_取り組む課題_
A) 提示文によると、ICに新たな消費電力削減手法が適用されるようになったきっかけは何か。
B) 記録のすべての行を指示も含めて書き直し、解答にある座標の数値をすべて0.95倍に縮尺して四捨五入で整数にせよ。画像は解答に含めないこと。

_提示文_
▶
微細プロセスにおけるリーク電流への対策に端を発し、ICに新たな消費電力削減手法が適用されるようになった。それらの手法は、考え方自体はシンプルで実効性も高いのだが、ICの設計をより複雑にするという側面も持つ。特に、検証工程については、確固たる方法論が確立されないまま今に至っている。この問題に対し、IC業界はどのように取り組んでいるのだろうか。

» 2009年02月01日 00時00分 公開
[Ron Wilson,EDN]

「検証」が大きな課題に

 昨今のIC設計では、すべての工程において、消費電力を削減するための方策が求められる。個々のブロックや回路に施される消費電力低減のための手段は、ますます大掛かりで、ほかへの影響が大きいものになりつつある。

 消費電力の削減に向けたこれまでの取り組みは、かなりの成果を上げていると言えよう。しかし、その代償として設計の複雑さに拍車がかかっている。各種技術カンファレンスでは、その種の話題が取り上げられるケースが増えている。そうした場で議論の対象となることは意外に少ないのだが、実際には非常に深刻な問題が1つある。それは、検証プロセスに及ぼされる多大な影響である。
◀
_抜粋データ_
▶
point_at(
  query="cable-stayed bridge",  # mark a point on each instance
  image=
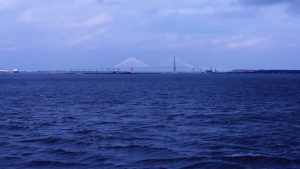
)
(174, 64)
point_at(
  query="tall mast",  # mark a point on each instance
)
(174, 66)
(131, 68)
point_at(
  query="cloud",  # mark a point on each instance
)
(240, 41)
(292, 5)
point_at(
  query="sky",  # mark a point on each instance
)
(89, 34)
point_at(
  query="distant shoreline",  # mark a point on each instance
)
(126, 72)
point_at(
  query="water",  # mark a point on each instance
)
(150, 121)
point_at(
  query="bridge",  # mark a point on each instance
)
(173, 64)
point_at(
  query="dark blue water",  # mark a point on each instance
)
(150, 121)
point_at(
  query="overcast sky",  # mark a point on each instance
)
(65, 34)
◀
_演習の解答_
A) 微細プロセスにおけるリーク電流への対策である。

B)
point_at(
  query="cable-stayed bridge",  # mark a point on each instance
  image=
)
(165, 61)
point_at(
  query="tall mast",  # mark a point on each instance
)
(165, 63)
(124, 65)
point_at(
  query="cloud",  # mark a point on each instance
)
(228, 39)
(277, 5)
point_at(
  query="sky",  # mark a point on each instance
)
(85, 32)
point_at(
  query="distant shoreline",  # mark a point on each instance
)
(120, 68)
point_at(
  query="water",  # mark a point on each instance
)
(143, 115)
point_at(
  query="bridge",  # mark a point on each instance
)
(164, 61)
point_at(
  query="dark blue water",  # mark a point on each instance
)
(143, 115)
point_at(
  query="overcast sky",  # mark a point on each instance
)
(62, 32)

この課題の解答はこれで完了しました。